▶ _Instrucción escrita 1_: Devuelve literalmente el fragmento del texto sobre el núcleo de la Tierra que va desde "En un primer" hasta "fin del planeta?".

|---|

En un primer momento me acordé de Julio Verne, de su asombrosa capacidad por adelantarse a los acontecimientos. En mi subconsciente estaba el Viaje al centro de la Tierra o las producciones cinematográficas de “ciencia ficción” en las que los cataclismos formaban el nudo fundamental de películas de escaso rigor y menor calidad artística. Por un instante pensé en Iker Jiménez y, yendo años atrás, en otro Jiménez –Fernando Jiménez del Oso– que presentaba un espacio televisivo mítico, La puerta del misterio.

¿Sería posible la revelación? ¿El motor de la Tierra se paraba? ¿Nos estaríamos encaminando hacia el fin del planeta?

El eventual parón gravitatorio tendría, según las primeras reacciones observadas, una afección de difícil catalogación pues, según los expertos, la principal consecuencia de este fenómeno sería que la duración del día se acortaría en centésimas de segundo. También podría influir en el campo magnético y alterar el gravitatorio, lo que traería consigo un incremento de la temperatura global del planeta, unas deformaciones de la superficie terrestre y esto, a su vez, influir en el nivel del mar. Consecuencias inquietantes pero nada dramáticas que hicieran pensar en un apocalipsis.

Lo insólito, lo inverosímil nos atrae. Como la curiosidad que terminó matando al gato. Los campos del misterio, de la especulación y la calentura mental siempre son más seductores que el raciocinio. Pero pronto, el delirio expresado con una alerta informativa se templó. Científicos refutados, que no periodistas –yo siempre echando piedras sobre mi tejado– puntualizaban que en ningún caso la revista Nature Geoscience había indicado que el núcleo terrestre se hubiera detenido. Tal publicación hablaba de un estudio titulado Variación multidecadal de la rotación del núcleo interno de la Tierra. En realidad, según expresan los eruditos, el núcleo terrestre no se ha detenido. Sigue girando en la misma dirección del planeta pero ha reducido su velocidad con respecto al manto –la capa superficial– . Ese cambio en la velocidad es lo que puede dar la sensación de que la rotación se haya detenido y que a partir de un momento el núcleo incandescente se comience a desplazar en sentido contrario.

Rebajada la expectativa científica a ámbitos menos catastróficos, he de decir que la noticia apuntada por la alarma telefónica me dejó, por un lado, más tranquilo y, al mismo tiempo, defraudado por no fantasear un poco más con la revelación.

|---|

▶ _Instrucción escrita 2_: Da el número de líneas de las filas que siguen en las que aparece la palabra "face". Responde únicamente con esa cifra.

|---|

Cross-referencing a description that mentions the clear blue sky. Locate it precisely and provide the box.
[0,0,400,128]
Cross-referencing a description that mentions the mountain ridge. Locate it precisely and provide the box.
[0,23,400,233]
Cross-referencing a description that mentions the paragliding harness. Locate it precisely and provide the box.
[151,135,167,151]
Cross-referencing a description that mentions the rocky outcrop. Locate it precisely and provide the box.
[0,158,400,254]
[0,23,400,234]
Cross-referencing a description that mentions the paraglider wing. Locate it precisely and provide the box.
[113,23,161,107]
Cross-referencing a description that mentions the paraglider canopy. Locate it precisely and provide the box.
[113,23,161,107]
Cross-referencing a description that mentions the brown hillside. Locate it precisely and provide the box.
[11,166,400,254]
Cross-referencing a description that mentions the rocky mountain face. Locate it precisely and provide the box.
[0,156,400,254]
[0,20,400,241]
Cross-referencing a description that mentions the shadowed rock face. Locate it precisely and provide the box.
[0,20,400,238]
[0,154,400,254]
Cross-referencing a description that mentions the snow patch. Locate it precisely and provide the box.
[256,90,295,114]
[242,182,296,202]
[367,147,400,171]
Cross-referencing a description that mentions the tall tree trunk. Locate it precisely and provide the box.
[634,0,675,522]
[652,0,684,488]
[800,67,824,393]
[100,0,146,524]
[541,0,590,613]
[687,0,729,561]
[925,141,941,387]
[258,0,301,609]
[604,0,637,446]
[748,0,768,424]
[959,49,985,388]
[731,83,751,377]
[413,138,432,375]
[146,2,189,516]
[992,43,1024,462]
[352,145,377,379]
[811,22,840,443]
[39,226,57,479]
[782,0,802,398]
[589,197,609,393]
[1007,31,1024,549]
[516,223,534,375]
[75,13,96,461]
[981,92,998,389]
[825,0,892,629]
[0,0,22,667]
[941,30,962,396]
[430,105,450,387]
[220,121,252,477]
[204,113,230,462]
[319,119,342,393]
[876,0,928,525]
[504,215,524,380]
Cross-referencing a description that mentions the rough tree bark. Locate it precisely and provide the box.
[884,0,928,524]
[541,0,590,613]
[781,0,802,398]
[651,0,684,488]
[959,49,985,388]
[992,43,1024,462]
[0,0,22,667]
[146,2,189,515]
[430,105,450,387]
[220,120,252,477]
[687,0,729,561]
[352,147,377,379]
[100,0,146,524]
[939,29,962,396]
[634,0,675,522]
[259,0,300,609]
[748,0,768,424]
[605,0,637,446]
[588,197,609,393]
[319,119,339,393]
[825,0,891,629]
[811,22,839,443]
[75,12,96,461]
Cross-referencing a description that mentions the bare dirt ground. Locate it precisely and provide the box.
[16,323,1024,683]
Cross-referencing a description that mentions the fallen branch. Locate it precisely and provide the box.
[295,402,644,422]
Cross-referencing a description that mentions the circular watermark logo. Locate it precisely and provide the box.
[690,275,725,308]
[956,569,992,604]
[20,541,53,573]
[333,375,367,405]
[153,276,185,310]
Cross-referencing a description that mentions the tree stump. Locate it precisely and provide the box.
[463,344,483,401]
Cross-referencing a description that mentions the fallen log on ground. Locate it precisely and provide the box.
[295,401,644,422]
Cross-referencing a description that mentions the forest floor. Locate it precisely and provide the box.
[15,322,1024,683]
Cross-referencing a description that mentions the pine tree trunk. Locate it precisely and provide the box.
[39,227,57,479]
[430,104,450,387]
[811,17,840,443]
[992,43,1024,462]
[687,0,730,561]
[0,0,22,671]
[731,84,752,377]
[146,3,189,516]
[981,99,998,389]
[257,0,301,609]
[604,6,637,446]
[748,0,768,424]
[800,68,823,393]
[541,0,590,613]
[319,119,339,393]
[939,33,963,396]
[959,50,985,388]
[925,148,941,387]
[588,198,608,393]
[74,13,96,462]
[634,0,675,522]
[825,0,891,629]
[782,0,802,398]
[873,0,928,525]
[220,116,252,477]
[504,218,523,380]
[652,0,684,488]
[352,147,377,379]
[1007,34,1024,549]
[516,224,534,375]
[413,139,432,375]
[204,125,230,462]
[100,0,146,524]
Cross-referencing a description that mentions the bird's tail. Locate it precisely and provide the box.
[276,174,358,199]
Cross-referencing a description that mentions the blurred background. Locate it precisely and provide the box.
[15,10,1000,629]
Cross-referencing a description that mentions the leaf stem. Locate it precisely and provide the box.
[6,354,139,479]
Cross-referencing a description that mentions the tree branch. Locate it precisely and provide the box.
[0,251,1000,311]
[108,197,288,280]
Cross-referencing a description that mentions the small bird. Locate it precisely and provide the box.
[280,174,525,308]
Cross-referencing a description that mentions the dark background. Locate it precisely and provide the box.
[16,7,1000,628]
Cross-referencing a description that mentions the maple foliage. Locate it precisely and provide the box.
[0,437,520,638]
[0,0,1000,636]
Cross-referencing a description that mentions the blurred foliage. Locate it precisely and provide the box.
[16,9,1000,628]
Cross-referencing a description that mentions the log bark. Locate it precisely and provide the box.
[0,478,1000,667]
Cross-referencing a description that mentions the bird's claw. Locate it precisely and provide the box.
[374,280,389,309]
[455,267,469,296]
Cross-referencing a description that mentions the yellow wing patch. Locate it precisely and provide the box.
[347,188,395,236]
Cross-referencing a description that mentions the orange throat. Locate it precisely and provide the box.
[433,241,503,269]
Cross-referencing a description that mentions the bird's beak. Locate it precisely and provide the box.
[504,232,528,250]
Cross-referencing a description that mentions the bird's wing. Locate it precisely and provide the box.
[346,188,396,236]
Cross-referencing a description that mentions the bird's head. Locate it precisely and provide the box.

|---|

▶ _Respuesta 1_:
En un primer momento me acordé de Julio Verne, de su asombrosa capacidad por adelantarse a los acontecimientos. En mi subconsciente estaba el Viaje al centro de la Tierra o las producciones cinematográficas de “ciencia ficción” en las que los cataclismos formaban el nudo fundamental de películas de escaso rigor y menor calidad artística. Por un instante pensé en Iker Jiménez y, yendo años atrás, en otro Jiménez –Fernando Jiménez del Oso– que presentaba un espacio televisivo mítico, La puerta del misterio.

¿Sería posible la revelación? ¿El motor de la Tierra se paraba? ¿Nos estaríamos encaminando hacia el fin del planeta?

▶ _Respuesta 2_: 2